### How to complete this task:
Copy out the entries that come next, exactly.

(Dataset excerpts)
◆ ◆ ◆ ◆
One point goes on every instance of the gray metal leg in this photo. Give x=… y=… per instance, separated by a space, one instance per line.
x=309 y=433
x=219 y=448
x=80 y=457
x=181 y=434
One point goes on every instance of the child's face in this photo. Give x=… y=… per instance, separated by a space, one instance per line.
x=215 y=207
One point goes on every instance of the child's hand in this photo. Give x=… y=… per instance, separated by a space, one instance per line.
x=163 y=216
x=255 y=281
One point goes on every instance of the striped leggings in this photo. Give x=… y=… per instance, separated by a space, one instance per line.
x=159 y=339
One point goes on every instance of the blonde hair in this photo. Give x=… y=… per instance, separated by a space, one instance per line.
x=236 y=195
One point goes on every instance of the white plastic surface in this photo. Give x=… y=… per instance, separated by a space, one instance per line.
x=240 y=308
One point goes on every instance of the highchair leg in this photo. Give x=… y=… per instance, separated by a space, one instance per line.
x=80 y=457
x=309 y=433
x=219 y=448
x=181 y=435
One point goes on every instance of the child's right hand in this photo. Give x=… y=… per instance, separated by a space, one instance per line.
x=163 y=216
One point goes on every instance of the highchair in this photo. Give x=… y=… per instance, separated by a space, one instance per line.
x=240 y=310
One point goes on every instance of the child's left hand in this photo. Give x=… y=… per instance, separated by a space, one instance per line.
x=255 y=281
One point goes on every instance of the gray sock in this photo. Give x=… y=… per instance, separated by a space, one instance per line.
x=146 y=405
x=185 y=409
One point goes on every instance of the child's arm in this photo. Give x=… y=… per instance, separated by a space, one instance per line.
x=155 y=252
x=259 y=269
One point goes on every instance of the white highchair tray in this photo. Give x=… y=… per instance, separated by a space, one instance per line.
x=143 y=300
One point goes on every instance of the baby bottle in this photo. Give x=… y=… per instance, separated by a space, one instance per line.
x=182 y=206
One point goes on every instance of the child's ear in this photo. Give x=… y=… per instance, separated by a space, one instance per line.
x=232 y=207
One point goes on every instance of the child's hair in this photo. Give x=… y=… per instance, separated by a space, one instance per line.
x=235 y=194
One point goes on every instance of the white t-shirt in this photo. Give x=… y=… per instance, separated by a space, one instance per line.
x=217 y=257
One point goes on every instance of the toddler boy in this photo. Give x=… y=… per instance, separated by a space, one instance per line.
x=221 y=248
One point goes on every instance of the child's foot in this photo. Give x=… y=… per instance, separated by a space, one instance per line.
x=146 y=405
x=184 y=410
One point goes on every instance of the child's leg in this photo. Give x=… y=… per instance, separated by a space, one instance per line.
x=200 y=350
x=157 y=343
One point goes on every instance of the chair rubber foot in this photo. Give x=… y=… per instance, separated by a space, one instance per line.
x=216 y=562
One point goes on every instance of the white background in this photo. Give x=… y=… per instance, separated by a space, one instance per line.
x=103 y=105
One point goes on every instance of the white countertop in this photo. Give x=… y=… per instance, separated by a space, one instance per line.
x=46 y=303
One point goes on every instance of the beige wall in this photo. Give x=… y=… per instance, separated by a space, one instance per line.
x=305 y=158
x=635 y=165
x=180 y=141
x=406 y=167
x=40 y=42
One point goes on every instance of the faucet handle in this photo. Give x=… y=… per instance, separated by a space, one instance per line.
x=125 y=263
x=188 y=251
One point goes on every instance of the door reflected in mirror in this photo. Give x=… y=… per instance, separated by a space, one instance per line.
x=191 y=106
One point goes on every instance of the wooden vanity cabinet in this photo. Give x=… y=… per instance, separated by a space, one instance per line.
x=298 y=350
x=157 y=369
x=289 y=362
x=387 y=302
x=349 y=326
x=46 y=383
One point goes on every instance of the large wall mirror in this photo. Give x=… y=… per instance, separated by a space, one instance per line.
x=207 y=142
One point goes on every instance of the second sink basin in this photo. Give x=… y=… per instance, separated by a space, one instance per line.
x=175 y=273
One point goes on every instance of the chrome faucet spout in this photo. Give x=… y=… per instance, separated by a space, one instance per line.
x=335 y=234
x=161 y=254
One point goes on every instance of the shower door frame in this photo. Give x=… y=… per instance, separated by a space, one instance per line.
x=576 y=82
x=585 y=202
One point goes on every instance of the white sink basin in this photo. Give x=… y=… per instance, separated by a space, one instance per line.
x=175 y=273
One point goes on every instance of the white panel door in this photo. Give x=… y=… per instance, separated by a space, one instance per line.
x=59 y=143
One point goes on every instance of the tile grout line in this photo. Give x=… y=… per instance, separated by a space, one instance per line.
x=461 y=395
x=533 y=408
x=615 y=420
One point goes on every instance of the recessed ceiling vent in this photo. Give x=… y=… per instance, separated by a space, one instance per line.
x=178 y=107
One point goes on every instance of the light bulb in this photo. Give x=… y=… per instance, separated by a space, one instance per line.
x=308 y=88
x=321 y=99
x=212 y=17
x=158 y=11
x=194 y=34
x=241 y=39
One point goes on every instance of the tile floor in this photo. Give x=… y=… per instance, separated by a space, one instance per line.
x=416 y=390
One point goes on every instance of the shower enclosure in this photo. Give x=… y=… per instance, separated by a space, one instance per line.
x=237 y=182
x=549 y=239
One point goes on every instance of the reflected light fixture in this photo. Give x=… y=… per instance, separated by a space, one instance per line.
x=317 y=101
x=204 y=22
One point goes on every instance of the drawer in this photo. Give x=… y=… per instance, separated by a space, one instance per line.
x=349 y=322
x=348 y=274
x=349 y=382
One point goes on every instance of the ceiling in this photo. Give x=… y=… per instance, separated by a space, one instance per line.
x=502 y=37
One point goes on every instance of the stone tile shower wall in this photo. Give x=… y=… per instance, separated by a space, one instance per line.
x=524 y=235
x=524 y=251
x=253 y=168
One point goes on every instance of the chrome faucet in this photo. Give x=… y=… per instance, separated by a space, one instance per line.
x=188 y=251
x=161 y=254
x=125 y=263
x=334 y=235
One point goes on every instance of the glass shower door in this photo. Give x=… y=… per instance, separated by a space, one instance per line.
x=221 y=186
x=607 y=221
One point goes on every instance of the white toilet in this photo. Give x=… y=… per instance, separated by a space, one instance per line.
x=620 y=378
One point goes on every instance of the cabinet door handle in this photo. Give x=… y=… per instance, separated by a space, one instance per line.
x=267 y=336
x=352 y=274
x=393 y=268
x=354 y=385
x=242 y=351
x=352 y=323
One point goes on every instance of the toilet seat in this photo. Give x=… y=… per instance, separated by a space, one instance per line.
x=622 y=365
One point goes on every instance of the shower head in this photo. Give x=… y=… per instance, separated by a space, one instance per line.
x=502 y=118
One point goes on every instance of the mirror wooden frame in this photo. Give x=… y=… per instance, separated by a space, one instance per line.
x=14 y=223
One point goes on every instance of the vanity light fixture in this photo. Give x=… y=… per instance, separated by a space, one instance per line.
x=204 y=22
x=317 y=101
◆ ◆ ◆ ◆
### The answer:
One point goes on every instance of the gray metal leg in this photo. Give x=… y=… per instance, separated by a space, one instance per line.
x=309 y=433
x=219 y=448
x=80 y=457
x=181 y=434
One point goes on every instance of the child's face in this photo. Give x=… y=… per instance, separated by a space, one instance per line.
x=215 y=207
One point goes on every instance of the child's hand in this photo. Give x=… y=… per instance, separated by a space, one instance per line.
x=163 y=216
x=255 y=281
One point goes on every instance of the striped leggings in this photo. Give x=… y=… per instance, separated by a space, one instance per line.
x=159 y=339
One point goes on every instance of the blonde hair in this photo. Give x=… y=… per instance, separated by a space, one instance per line.
x=236 y=195
One point goes on every instance of the white plastic surface in this photo. Give x=… y=… per instance, separated by a space, one instance per line.
x=240 y=308
One point goes on every instance of the highchair leg in this photo. Give x=… y=… per instance, separated by a space, one instance per line.
x=80 y=457
x=309 y=433
x=219 y=448
x=181 y=435
One point goes on every instance of the child's right hand in this photo. Give x=… y=… per instance, separated by a space, one instance per line.
x=163 y=216
One point goes on every instance of the highchair in this photo. Give x=… y=… per instance, separated by a space, one instance per line.
x=240 y=310
One point goes on every instance of the child's left hand in this photo. Give x=… y=… per instance, separated by a space, one instance per line.
x=255 y=281
One point goes on every instance of the gray sock in this photo. Give x=… y=… per instance, separated by a space, one instance per line.
x=146 y=405
x=185 y=409
One point goes on every instance of the child's arm in this photo. Give x=… y=… per instance, separated by a space, one instance per line.
x=155 y=252
x=259 y=269
One point goes on every instance of the white highchair tray in this photo. Give x=… y=… per instance, separated by a space, one instance per line.
x=143 y=300
One point goes on every instance of the baby bottle in this photo. Give x=… y=… per instance, separated by a space, one instance per line.
x=182 y=206
One point goes on every instance of the child's ear in this photo. Give x=… y=… per instance, separated by a space, one instance per line.
x=232 y=207
One point goes on every instance of the child's hair in this photo. Give x=… y=… per instance, separated by a space, one instance per line.
x=235 y=194
One point goes on every instance of the white t-shirt in this photo. Give x=… y=… per instance, separated by a space, one instance per line.
x=217 y=257
One point goes on every instance of the toddler boy in this photo. Give x=… y=… per instance, separated by a space, one instance per line.
x=221 y=248
One point goes on every instance of the child's foot in this photo. Give x=… y=… per instance, separated by a space, one instance per line.
x=146 y=405
x=184 y=410
One point goes on every instance of the child's leg in this photo. Give x=… y=… per instance, separated by a space, one instance per line.
x=200 y=350
x=157 y=343
One point goes on every instance of the chair rubber foot in this photo. Give x=… y=… per instance, separated by a space, one instance per line.
x=216 y=562
One point goes on every instance of the white background in this photo. Give x=… y=… per instance, separated by a space, one instance per line.
x=103 y=105
One point goes on every instance of the white countertop in this photo. Give x=… y=… per instance, separated by a space, one instance per line.
x=46 y=303
One point goes on every instance of the beige wall in this photo. Give x=… y=… per instance, separated by a space, one instance per line.
x=305 y=158
x=635 y=165
x=180 y=141
x=406 y=167
x=40 y=42
One point goes on every instance of the faucet handle in this photo. Give x=… y=… per instance, separated by a space, one instance per line.
x=125 y=263
x=188 y=251
One point goes on every instance of the door reflected in mirror in this photo. Give x=… y=… per instance, separated by a space, one instance per line.
x=191 y=106
One point goes on every instance of the wooden vanity cabinet in this photo. Give x=… y=… per instance, separated by a space, one instance per line.
x=298 y=350
x=157 y=369
x=289 y=362
x=387 y=302
x=349 y=326
x=46 y=383
One point goes on every instance of the large wall mirror in this photo. Give x=… y=… per instance, separated by a space, one instance per line.
x=207 y=142
One point goes on every instance of the second sink basin in this photo. Give x=… y=… per instance, separated by a space, one instance per line.
x=175 y=273
One point goes on every instance of the chrome faucet spout in this photo. Give x=… y=… per instance, separated by a space, one instance per line.
x=335 y=234
x=161 y=254
One point goes on every instance of the shower door frame in this photo. Give x=… y=… per instance, separated by a space, one instance per line.
x=576 y=82
x=585 y=202
One point goes on every instance of the white sink basin in this photo. Give x=… y=… per instance, separated by a space, one instance per line.
x=175 y=273
One point goes on every instance of the white panel door in this photo. Give x=… y=… per instance, separated by a space, one instance per line.
x=59 y=143
One point goes on every instance of the tile grout line in this photo. Give x=… y=… per instance, separated by a space, one instance per line.
x=461 y=395
x=533 y=408
x=615 y=420
One point goes on every instance of the recessed ceiling vent in this photo. Give x=… y=… per instance, separated by a space, one instance per line.
x=178 y=107
One point goes on every instance of the light bulb in this photo. Give x=… y=… per instance, separated by a space, one instance per line.
x=308 y=88
x=321 y=99
x=212 y=17
x=158 y=11
x=194 y=34
x=241 y=39
One point goes on every instance of the tile floor in this photo. Give x=… y=… per instance, separated by a space, one instance per line.
x=416 y=390
One point goes on every instance of the shower enclosure in this photo. Give x=… y=… per instance, separated by a space, one instance per line.
x=237 y=182
x=549 y=239
One point goes on every instance of the reflected light fixture in this photo. Give x=… y=… per instance, separated by a space, one instance per line.
x=317 y=101
x=204 y=22
One point goes on every instance of the drawer in this photo. Give x=… y=… per instance, separated by a space, one instance per line.
x=349 y=322
x=348 y=274
x=349 y=382
One point goes on every instance of the ceiling in this photo. Give x=… y=… per instance, separated by a space, one instance per line.
x=502 y=37
One point goes on every instance of the stone tile shower wall in this photo. Give x=… y=… per instance, separated by a space, one instance per line.
x=524 y=235
x=524 y=251
x=253 y=168
One point goes on every instance of the chrome faucet in this photo. Give x=… y=… per instance, separated by a space, one instance per line.
x=188 y=251
x=161 y=254
x=125 y=263
x=334 y=235
One point goes on every instance of the glass shower door in this photo. Give x=… y=… per instance, separated by a space, one instance per line.
x=221 y=186
x=607 y=221
One point goes on every instance of the white toilet in this photo. Give x=… y=… per instance, separated by a space, one instance per line.
x=620 y=378
One point goes on every instance of the cabinet door handle in this photo. Give x=… y=… per instance, separated by a space, one instance per line.
x=267 y=336
x=352 y=274
x=393 y=268
x=354 y=385
x=242 y=351
x=352 y=323
One point goes on every instance of the toilet seat in this photo. Give x=… y=… per instance, separated by a space, one instance per line.
x=622 y=365
One point goes on every instance of the shower head in this photo. Give x=… y=… per instance, separated by a space, one instance per line.
x=502 y=118
One point goes on every instance of the mirror wooden frame in this photo. Give x=… y=… per instance, separated by a space, one instance per line.
x=14 y=223
One point goes on every instance of the vanity light fixture in this photo. Give x=… y=… per instance, separated by a space, one instance per line.
x=204 y=22
x=317 y=101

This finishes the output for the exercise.